▸ **Document section**:
Generic substitution, where the pharmacist can dispense a generic product when a branded medicine has been prescribed, seems unlikely to be introduced into community pharmacy.

Although “generic substitution has happened in secondary care for many years”, Life Sciences Minister George Freeman gave no indication in a written answer that it would be introduced into the community sector. Instead, Mr Freeman noted: “The Department consulted on introducing primary care generic substitution in 2010, but did not progress the proposals following concerns about the potential impact on patient safety.

“Most general practitioner practices and clinical commissioning groups have been pursuing and supporting policies of increasing generic prescribing for 15 years or more. Generic prescribing rates are already relatively high in England at 84.1% in 2014.”

Mr Freeman was responding to a number of written questions by Sir Kevin Barron, MP for Rother Valley and also Chair of the All Party Pharmacy Group. Sir Kevin had asked what steps were being taken to substitute the prescribing of high volume branded medicine with generic equivalents.

He also asked what estimate had been made of the potential annual savings to the NHS through greater generic substitution compared to using their reference originator products, and what assessment had been made of the obstacles to implementing generic substitution for inhalers, and biologics and other complex products.

▸ **Required work**:
a – Translate this sentence from the article on generic substitution into Spanish: "Sir Kevin had asked what steps were being taken to substitute the prescribing of high volume branded medicine with generic equivalents."
b – Retype the part of the article on generic substitution from "Mr Freeman was" to "with generic equivalents.", keeping every word unchanged.
c – Answer these questions using the article on generic substitution:
(i) In what year did the Department consult on introducing primary care generic substitution?
(ii) Sir Kevin Barron is MP for which constituency?
(iii) What was the generic prescribing rate in England in 2014?

Dataset entries:
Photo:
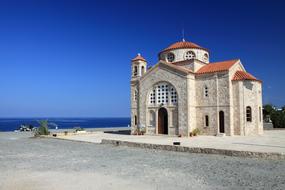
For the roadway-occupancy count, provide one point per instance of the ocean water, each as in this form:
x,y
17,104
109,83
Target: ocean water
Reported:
x,y
11,124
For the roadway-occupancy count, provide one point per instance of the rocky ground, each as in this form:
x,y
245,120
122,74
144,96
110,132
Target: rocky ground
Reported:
x,y
41,163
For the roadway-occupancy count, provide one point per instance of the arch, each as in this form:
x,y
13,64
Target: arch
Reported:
x,y
162,93
142,70
135,71
206,121
248,114
162,127
136,120
135,95
221,122
206,91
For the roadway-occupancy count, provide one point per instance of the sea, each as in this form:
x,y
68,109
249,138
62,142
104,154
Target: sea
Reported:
x,y
11,124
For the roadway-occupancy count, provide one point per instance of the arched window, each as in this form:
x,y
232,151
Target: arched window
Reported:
x,y
189,55
206,91
136,120
135,71
259,113
206,57
170,57
163,93
248,114
135,95
142,70
206,121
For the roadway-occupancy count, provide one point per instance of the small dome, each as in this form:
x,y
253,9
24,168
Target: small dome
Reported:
x,y
139,58
183,45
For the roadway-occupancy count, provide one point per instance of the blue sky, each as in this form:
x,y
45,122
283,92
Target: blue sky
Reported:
x,y
72,58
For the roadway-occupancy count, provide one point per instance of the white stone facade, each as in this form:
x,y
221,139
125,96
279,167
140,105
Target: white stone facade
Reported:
x,y
175,97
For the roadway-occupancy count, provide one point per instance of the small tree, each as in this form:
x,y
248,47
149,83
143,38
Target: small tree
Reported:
x,y
42,129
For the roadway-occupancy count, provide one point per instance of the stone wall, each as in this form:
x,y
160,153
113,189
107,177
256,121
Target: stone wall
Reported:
x,y
179,82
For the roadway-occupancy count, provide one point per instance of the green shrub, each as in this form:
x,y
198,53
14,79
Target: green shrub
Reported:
x,y
278,119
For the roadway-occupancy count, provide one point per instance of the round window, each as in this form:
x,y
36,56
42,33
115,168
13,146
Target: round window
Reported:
x,y
189,55
170,57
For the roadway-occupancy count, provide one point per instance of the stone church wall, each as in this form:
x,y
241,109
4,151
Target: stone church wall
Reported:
x,y
179,81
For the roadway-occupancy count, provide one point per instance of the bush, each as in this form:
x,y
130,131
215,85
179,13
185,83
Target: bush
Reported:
x,y
42,129
278,119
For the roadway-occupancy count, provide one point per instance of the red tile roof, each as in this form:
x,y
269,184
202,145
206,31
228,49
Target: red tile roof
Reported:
x,y
139,57
217,67
182,45
241,75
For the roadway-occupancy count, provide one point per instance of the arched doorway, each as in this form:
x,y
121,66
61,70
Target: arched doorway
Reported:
x,y
222,122
162,121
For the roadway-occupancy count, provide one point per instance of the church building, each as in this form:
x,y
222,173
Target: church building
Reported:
x,y
185,91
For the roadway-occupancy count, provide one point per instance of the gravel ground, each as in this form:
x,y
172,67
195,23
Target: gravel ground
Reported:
x,y
41,163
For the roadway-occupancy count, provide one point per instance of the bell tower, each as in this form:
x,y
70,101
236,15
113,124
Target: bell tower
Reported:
x,y
138,66
138,69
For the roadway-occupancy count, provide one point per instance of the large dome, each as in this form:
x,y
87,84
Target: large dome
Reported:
x,y
183,45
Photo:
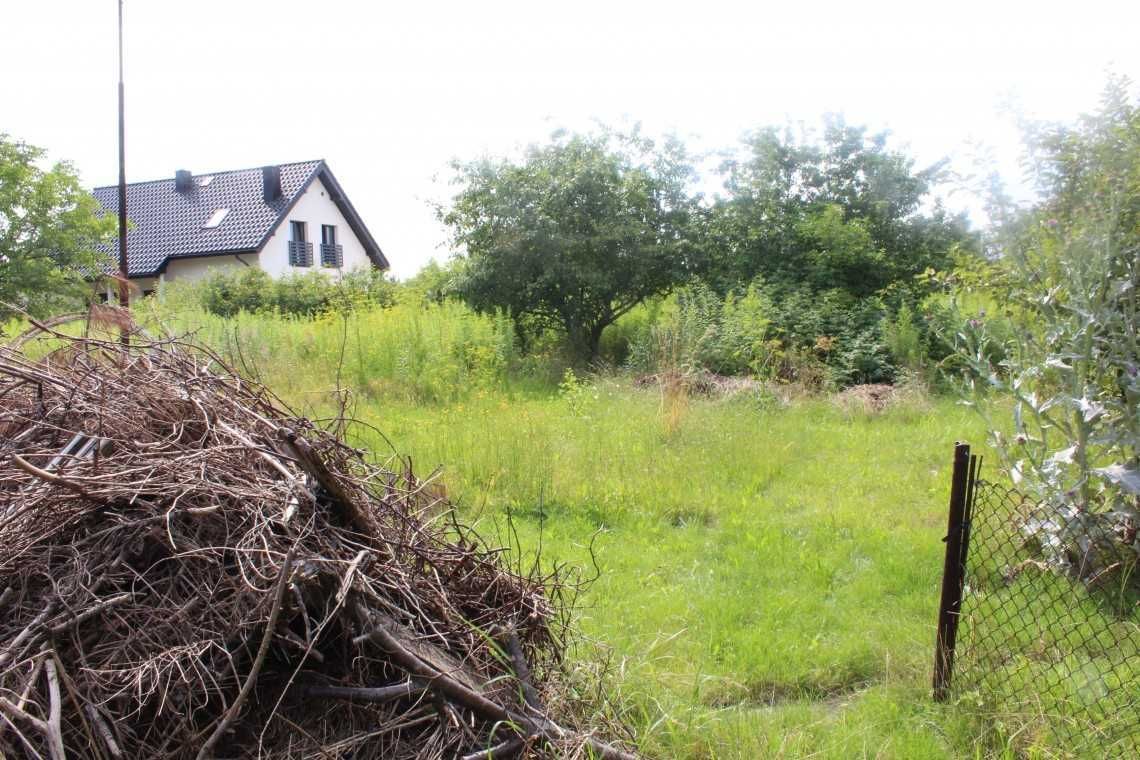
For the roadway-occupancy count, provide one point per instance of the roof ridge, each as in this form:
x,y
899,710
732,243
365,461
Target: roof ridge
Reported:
x,y
227,171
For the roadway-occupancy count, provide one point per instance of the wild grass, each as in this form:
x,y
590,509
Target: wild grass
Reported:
x,y
767,572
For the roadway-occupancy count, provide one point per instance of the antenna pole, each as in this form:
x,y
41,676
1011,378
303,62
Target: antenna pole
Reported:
x,y
123,269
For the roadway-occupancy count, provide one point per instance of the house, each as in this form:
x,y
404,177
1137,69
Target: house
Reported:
x,y
291,218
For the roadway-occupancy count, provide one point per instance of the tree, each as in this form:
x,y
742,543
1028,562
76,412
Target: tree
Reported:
x,y
844,212
50,229
1069,272
578,233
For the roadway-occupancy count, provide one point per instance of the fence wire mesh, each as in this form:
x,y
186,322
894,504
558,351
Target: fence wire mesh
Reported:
x,y
1049,636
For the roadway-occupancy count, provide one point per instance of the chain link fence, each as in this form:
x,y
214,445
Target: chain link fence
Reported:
x,y
1048,639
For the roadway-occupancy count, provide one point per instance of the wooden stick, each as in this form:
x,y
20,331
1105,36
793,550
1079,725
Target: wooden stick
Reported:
x,y
43,475
262,651
501,751
363,694
104,730
91,612
521,670
480,704
51,727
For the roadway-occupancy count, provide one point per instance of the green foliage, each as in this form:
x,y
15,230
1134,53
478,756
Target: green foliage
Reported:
x,y
50,229
1073,266
697,328
436,282
904,338
577,234
417,353
228,293
840,212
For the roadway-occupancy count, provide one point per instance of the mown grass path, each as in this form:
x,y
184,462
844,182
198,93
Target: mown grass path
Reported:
x,y
768,575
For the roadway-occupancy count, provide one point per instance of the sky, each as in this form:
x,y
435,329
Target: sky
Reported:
x,y
389,94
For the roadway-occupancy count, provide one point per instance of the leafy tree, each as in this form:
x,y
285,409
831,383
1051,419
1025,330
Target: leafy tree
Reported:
x,y
845,212
577,233
49,231
1068,276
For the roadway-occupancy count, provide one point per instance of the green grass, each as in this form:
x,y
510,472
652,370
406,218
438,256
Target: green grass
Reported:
x,y
768,575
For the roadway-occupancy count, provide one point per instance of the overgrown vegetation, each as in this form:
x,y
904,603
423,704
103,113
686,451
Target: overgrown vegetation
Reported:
x,y
50,231
768,558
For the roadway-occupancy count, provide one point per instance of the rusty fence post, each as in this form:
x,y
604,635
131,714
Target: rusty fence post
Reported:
x,y
953,572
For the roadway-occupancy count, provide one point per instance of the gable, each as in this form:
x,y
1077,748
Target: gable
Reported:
x,y
165,223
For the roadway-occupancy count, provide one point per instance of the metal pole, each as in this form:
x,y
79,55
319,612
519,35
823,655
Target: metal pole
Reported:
x,y
950,605
123,267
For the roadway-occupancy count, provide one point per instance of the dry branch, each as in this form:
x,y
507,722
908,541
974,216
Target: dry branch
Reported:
x,y
147,498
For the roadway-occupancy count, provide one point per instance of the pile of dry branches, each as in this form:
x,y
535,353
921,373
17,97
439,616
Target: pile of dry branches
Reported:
x,y
188,570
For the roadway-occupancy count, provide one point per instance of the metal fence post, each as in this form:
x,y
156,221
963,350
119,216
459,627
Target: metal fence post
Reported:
x,y
952,573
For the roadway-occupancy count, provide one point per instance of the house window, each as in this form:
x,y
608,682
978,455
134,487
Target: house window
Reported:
x,y
331,253
217,218
300,250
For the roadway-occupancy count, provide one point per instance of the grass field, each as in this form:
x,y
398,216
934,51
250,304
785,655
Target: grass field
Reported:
x,y
767,574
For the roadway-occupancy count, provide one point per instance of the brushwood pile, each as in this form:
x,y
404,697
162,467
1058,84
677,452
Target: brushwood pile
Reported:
x,y
190,570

▸ **Answers by item**:
a – Sir Kevin había preguntado qué medidas se estaban tomando para sustituir la prescripción de medicamentos de marca de gran volumen por equivalentes genéricos.

b –
Mr Freeman was responding to a number of written questions by Sir Kevin Barron, MP for Rother Valley and also Chair of the All Party Pharmacy Group. Sir Kevin had asked what steps were being taken to substitute the prescribing of high volume branded medicine with generic equivalents.

c –
(i) 2010
(ii) Rother Valley
(iii) 84.1%